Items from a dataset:
═══
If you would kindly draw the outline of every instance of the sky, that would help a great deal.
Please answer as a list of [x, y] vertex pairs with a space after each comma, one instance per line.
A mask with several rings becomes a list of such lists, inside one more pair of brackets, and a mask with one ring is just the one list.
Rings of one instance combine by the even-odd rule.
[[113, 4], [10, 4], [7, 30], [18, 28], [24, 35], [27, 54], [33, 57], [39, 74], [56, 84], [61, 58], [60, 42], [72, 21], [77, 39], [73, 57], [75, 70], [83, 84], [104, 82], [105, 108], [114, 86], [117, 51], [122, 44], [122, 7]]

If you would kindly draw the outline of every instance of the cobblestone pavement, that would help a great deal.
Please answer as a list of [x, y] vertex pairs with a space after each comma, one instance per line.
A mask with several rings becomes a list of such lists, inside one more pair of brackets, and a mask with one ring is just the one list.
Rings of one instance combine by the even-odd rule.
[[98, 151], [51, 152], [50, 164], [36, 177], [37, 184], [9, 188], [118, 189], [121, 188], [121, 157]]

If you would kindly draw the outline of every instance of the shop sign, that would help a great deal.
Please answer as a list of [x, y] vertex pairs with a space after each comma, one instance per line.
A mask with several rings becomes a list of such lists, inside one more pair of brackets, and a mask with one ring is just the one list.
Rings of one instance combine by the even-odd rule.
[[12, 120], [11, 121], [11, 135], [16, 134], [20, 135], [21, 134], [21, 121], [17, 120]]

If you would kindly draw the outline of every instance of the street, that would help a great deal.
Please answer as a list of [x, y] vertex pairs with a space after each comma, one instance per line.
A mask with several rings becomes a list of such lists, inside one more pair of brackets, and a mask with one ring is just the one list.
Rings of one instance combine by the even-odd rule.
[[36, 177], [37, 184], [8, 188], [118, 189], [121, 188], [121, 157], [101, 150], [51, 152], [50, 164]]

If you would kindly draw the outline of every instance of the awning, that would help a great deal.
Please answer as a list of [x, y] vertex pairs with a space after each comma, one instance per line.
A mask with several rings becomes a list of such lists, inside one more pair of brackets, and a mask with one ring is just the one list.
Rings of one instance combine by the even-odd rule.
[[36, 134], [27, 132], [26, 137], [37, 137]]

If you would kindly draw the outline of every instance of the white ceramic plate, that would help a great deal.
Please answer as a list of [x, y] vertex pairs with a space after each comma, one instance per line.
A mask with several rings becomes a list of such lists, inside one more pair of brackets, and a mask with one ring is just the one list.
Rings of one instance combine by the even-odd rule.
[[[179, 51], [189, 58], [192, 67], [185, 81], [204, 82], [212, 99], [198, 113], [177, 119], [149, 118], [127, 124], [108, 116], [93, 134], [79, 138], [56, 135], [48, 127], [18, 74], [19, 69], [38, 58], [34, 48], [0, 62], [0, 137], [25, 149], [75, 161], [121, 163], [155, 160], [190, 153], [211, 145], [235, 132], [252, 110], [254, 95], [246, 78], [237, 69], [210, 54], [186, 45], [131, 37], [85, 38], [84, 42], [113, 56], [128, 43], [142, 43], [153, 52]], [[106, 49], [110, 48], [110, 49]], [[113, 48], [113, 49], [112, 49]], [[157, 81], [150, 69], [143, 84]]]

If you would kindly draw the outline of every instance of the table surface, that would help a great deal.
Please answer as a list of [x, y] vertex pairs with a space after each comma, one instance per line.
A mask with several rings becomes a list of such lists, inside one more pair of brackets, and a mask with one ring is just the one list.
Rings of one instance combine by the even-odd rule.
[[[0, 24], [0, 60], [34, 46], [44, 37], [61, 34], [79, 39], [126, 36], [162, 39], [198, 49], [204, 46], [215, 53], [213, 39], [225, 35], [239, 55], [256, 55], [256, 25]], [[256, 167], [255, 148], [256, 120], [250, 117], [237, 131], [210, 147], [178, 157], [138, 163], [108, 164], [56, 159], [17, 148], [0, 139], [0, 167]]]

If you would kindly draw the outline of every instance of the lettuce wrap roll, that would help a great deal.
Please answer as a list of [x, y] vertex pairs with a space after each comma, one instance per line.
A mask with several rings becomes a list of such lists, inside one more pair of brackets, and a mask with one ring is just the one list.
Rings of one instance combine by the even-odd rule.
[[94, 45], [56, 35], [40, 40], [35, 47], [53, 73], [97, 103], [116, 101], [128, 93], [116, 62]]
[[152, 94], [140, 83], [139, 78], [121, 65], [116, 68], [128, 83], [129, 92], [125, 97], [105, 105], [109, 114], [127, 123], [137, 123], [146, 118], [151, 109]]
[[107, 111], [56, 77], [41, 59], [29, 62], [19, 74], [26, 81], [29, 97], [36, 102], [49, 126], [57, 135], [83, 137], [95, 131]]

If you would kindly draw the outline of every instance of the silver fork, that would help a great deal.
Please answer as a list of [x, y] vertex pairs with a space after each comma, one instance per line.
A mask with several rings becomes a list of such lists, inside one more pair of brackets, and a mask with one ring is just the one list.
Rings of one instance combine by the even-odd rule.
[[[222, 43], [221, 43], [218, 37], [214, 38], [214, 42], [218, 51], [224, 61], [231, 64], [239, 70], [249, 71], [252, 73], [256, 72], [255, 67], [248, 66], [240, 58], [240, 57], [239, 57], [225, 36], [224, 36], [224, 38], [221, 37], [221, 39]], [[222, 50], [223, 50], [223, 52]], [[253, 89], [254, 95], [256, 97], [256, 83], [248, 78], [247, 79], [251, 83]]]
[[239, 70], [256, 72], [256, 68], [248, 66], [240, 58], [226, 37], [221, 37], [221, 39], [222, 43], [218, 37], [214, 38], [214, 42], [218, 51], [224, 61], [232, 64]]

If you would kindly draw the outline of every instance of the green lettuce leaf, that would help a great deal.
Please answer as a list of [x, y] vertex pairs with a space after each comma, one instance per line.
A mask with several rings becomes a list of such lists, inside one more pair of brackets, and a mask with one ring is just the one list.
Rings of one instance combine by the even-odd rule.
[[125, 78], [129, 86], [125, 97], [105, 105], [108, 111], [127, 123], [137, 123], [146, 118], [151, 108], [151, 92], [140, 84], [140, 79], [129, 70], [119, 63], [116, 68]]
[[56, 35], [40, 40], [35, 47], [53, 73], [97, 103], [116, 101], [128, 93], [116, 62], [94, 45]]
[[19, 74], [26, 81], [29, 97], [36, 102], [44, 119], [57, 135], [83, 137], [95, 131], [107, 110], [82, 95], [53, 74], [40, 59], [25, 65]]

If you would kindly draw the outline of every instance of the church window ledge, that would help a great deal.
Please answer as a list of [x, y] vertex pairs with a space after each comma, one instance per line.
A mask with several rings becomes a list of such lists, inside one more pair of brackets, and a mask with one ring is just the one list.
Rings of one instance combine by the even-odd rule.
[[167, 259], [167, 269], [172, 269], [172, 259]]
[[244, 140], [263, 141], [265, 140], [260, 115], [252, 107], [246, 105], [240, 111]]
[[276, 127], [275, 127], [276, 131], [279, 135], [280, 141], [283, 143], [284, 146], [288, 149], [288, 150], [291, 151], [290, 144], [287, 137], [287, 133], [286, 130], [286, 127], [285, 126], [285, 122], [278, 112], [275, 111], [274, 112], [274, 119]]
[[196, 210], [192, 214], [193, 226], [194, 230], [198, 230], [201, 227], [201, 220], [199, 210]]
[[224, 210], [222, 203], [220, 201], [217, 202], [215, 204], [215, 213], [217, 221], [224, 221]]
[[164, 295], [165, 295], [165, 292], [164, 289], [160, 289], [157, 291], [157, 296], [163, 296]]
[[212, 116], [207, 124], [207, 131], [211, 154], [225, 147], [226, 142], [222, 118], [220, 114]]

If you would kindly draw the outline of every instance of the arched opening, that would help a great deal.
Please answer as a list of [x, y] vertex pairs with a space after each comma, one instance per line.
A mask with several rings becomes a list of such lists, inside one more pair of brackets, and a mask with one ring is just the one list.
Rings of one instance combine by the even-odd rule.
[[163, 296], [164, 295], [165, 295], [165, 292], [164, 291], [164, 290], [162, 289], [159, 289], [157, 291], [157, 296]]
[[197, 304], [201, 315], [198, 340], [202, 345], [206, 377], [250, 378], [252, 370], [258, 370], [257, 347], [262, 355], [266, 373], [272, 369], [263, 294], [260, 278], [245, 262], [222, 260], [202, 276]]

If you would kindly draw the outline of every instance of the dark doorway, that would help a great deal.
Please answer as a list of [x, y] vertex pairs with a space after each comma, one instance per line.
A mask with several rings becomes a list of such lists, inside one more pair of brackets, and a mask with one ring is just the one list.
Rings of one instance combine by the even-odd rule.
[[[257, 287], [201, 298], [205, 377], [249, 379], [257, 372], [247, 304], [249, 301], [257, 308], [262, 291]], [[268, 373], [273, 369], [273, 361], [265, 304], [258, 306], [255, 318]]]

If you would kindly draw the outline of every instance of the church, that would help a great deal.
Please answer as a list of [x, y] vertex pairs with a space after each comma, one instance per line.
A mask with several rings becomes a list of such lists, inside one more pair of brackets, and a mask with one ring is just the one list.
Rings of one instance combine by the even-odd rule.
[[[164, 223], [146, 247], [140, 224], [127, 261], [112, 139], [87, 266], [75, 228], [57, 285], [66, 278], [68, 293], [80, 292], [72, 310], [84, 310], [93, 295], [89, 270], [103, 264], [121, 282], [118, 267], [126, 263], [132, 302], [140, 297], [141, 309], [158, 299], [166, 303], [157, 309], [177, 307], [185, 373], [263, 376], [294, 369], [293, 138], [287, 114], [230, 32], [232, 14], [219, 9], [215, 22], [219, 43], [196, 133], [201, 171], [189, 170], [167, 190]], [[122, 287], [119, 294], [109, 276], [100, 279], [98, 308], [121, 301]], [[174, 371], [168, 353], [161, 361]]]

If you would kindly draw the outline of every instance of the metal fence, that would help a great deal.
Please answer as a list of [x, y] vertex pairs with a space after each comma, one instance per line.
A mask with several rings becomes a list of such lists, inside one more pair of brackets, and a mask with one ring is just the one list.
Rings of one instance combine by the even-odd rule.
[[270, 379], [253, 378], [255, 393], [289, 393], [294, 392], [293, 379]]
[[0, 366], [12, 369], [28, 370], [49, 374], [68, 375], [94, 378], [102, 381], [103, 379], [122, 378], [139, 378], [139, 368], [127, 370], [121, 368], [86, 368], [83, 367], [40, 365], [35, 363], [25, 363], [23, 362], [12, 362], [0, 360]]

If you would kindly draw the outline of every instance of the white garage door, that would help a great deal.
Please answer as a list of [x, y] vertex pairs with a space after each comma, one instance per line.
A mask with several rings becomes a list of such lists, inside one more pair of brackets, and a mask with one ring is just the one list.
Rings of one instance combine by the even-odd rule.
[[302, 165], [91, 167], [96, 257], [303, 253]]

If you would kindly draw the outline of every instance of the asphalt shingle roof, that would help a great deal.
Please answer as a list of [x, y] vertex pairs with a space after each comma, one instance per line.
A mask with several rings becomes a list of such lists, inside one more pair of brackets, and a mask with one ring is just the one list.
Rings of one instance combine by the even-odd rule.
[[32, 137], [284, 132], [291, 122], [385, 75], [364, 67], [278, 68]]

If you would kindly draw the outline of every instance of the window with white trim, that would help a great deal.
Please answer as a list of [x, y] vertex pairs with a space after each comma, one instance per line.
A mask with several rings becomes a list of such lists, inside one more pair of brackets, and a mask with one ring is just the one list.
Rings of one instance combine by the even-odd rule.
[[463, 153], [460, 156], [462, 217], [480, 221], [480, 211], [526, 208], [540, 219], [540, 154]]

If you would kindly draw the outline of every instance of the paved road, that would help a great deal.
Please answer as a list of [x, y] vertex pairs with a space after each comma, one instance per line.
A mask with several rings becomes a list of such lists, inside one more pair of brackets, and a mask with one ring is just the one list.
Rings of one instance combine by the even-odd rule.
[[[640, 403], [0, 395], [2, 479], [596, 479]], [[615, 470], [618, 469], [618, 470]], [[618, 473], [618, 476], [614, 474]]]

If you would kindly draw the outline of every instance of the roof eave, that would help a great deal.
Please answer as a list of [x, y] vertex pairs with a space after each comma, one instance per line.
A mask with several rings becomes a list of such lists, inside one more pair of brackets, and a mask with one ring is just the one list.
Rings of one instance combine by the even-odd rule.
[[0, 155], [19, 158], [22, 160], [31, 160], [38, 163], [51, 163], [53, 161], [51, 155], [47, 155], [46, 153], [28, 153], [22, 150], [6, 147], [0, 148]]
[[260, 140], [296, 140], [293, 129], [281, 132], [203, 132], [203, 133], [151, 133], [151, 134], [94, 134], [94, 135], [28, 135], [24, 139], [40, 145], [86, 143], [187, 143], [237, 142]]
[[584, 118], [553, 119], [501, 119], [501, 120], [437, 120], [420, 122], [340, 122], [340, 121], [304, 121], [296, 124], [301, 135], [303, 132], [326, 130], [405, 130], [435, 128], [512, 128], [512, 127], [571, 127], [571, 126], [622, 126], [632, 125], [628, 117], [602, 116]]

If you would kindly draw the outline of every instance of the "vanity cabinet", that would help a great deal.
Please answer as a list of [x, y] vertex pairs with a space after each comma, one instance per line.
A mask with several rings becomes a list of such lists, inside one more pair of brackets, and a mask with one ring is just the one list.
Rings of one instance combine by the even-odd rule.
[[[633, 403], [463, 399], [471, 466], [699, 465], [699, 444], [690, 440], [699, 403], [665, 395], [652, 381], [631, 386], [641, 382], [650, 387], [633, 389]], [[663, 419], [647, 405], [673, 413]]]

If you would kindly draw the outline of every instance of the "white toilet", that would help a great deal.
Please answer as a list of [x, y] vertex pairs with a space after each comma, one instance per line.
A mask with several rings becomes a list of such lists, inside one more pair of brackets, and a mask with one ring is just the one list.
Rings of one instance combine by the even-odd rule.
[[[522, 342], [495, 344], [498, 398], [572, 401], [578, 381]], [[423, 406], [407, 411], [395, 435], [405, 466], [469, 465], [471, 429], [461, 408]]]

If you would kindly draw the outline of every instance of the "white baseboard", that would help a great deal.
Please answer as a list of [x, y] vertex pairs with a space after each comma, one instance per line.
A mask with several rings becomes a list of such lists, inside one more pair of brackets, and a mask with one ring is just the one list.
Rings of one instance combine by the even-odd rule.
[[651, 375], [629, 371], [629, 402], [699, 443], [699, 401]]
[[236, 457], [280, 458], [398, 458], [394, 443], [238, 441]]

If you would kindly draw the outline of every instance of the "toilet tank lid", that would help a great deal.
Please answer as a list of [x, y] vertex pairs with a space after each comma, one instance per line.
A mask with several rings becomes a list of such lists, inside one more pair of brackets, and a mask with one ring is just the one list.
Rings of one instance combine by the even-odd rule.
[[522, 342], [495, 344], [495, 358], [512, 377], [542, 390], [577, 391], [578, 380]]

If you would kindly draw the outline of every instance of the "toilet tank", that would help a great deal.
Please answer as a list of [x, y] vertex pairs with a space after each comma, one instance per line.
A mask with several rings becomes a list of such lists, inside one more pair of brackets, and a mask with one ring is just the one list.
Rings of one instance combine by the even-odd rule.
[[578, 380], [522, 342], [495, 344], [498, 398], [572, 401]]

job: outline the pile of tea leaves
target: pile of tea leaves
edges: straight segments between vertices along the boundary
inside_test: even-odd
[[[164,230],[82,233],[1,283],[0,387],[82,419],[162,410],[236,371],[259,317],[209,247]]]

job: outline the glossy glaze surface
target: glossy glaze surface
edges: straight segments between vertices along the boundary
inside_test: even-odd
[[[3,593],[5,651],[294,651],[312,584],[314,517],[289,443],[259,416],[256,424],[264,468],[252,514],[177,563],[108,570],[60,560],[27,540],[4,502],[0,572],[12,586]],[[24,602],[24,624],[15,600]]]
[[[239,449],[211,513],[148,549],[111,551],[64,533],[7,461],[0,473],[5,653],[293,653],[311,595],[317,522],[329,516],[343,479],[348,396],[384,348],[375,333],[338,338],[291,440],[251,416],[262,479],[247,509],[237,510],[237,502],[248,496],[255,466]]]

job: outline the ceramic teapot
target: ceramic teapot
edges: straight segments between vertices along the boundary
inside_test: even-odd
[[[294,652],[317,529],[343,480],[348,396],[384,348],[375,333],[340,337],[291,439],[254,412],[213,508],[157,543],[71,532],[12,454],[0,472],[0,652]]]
═══
Requirements: From the line holding "job: outline the ceramic teapot" to the last line of the records, quote each line exactly and add nothing.

Answer in full:
job: outline the ceramic teapot
target: ceramic teapot
edges: straight segments between vertices along the boundary
inside_test: even-odd
[[[294,652],[317,529],[343,480],[348,396],[384,348],[375,333],[340,337],[291,439],[254,412],[213,508],[157,543],[71,532],[12,454],[0,472],[0,652]]]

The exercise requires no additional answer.